[Data items]
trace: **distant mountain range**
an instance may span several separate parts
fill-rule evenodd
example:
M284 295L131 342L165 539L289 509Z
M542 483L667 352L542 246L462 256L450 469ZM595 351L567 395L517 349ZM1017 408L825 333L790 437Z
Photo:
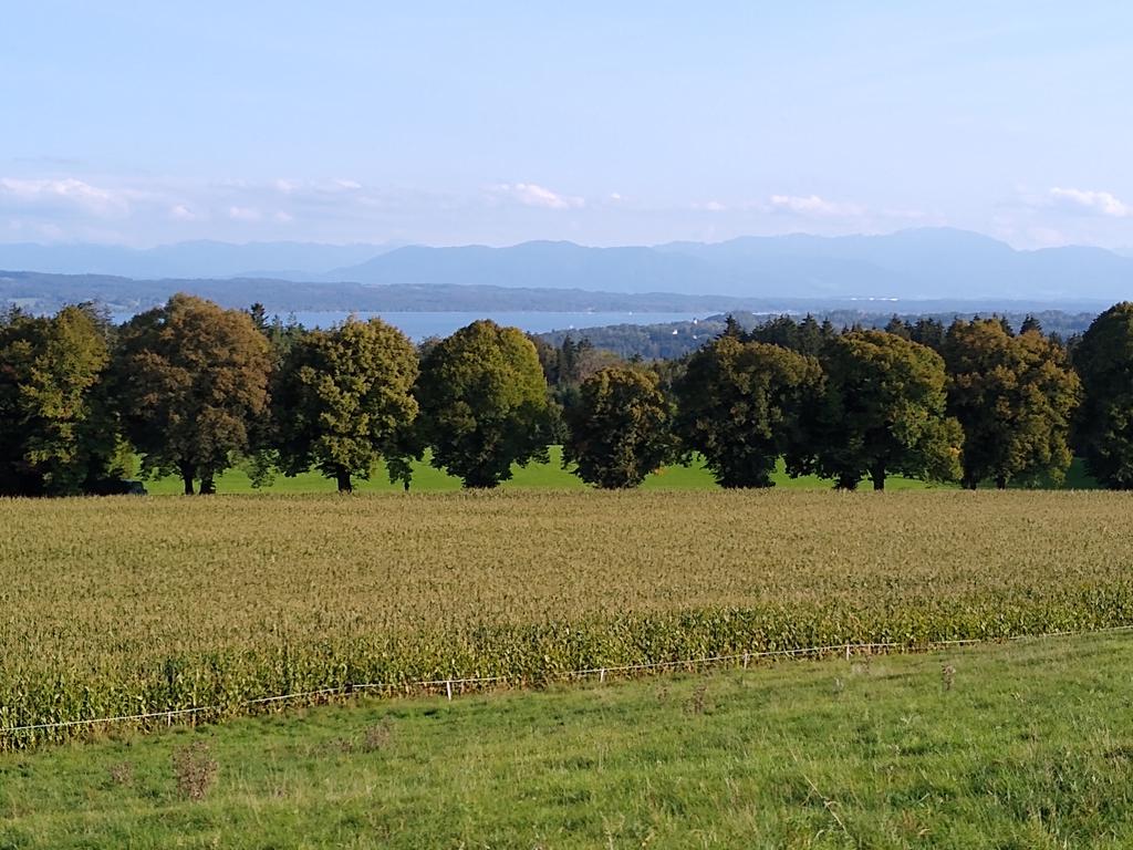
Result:
M742 299L896 298L1113 303L1133 298L1133 257L1101 248L1016 250L979 233L742 237L724 243L504 248L181 243L148 250L0 245L0 269L128 278L270 278L305 283L709 294ZM722 305L726 306L726 305Z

# [TASK STATEMENT]
Render every line of the data items listing above as a Markdown table with the columns "Row" and "Line," numbering the rows and leaving out blank lines. Omit the pictures from the table.

# [COMPLETED TASK]
| Row | Line |
|---|---|
| 1 | trace: **distant mountain range** |
| 2 | an instance may span several separate parts |
| 3 | fill-rule evenodd |
| 4 | example: |
| 5 | M284 295L131 342L165 539L289 509Z |
| 6 | M542 483L667 352L542 246L462 256L450 469ZM595 351L567 395L517 349ZM1017 408L825 333L790 437Z |
| 7 | Photo: |
| 8 | Result: |
| 9 | M742 299L896 298L1113 303L1133 298L1133 257L1101 248L1016 250L979 233L742 237L724 243L504 248L181 243L148 250L0 245L0 269L128 278L270 278L305 283L709 294ZM722 305L726 306L726 305Z |